Activity: Output all of the entries below precisely as written.

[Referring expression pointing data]

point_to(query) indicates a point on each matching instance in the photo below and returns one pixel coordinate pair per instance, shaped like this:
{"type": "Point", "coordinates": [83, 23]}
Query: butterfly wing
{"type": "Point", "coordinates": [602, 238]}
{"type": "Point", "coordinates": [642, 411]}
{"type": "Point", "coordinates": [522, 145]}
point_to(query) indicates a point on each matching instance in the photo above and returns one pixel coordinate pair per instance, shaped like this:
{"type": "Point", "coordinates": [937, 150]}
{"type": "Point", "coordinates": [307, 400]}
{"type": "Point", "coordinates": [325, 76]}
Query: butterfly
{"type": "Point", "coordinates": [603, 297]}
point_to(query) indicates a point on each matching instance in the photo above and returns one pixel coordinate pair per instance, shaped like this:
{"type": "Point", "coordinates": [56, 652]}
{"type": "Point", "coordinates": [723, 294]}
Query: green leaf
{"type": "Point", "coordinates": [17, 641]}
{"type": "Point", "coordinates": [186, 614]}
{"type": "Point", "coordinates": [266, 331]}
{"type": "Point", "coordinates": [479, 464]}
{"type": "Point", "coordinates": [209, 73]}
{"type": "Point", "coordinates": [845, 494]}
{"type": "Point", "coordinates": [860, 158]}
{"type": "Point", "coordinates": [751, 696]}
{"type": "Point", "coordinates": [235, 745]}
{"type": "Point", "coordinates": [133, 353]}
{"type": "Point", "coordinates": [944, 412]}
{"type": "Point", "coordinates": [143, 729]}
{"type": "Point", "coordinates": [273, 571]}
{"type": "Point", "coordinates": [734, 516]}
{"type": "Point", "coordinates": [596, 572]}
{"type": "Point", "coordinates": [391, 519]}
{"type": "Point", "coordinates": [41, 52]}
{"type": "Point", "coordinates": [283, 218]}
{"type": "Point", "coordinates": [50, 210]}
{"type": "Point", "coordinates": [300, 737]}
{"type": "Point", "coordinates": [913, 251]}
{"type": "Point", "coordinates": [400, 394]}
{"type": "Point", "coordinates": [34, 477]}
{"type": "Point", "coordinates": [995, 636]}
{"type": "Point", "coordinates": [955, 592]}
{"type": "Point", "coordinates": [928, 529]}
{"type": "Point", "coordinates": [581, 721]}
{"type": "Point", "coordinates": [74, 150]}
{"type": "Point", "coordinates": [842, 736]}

Finished task:
point_to(query) indicates a point on each matching instance in the photo below and returns one pixel coordinate pair per instance, shaped like this:
{"type": "Point", "coordinates": [83, 23]}
Query: butterfly wing
{"type": "Point", "coordinates": [602, 238]}
{"type": "Point", "coordinates": [642, 411]}
{"type": "Point", "coordinates": [522, 145]}
point_to(query) indicates a point on each matching instance in the photo above and returns one pixel coordinate pair per instance, shaped like this:
{"type": "Point", "coordinates": [937, 150]}
{"type": "Point", "coordinates": [307, 400]}
{"type": "Point", "coordinates": [325, 76]}
Query: butterfly
{"type": "Point", "coordinates": [603, 297]}
point_to(query) indicates a point on each matching instance in the photo above and returns one pixel coordinate pair per instance, shaped like this:
{"type": "Point", "coordinates": [56, 652]}
{"type": "Point", "coordinates": [723, 294]}
Query: green leaf
{"type": "Point", "coordinates": [17, 641]}
{"type": "Point", "coordinates": [186, 614]}
{"type": "Point", "coordinates": [266, 331]}
{"type": "Point", "coordinates": [479, 464]}
{"type": "Point", "coordinates": [209, 73]}
{"type": "Point", "coordinates": [845, 494]}
{"type": "Point", "coordinates": [860, 158]}
{"type": "Point", "coordinates": [751, 696]}
{"type": "Point", "coordinates": [235, 745]}
{"type": "Point", "coordinates": [133, 353]}
{"type": "Point", "coordinates": [944, 412]}
{"type": "Point", "coordinates": [143, 729]}
{"type": "Point", "coordinates": [273, 571]}
{"type": "Point", "coordinates": [734, 516]}
{"type": "Point", "coordinates": [596, 572]}
{"type": "Point", "coordinates": [391, 519]}
{"type": "Point", "coordinates": [41, 52]}
{"type": "Point", "coordinates": [283, 218]}
{"type": "Point", "coordinates": [50, 210]}
{"type": "Point", "coordinates": [300, 737]}
{"type": "Point", "coordinates": [913, 251]}
{"type": "Point", "coordinates": [400, 394]}
{"type": "Point", "coordinates": [34, 477]}
{"type": "Point", "coordinates": [995, 636]}
{"type": "Point", "coordinates": [955, 592]}
{"type": "Point", "coordinates": [928, 529]}
{"type": "Point", "coordinates": [581, 721]}
{"type": "Point", "coordinates": [74, 150]}
{"type": "Point", "coordinates": [842, 736]}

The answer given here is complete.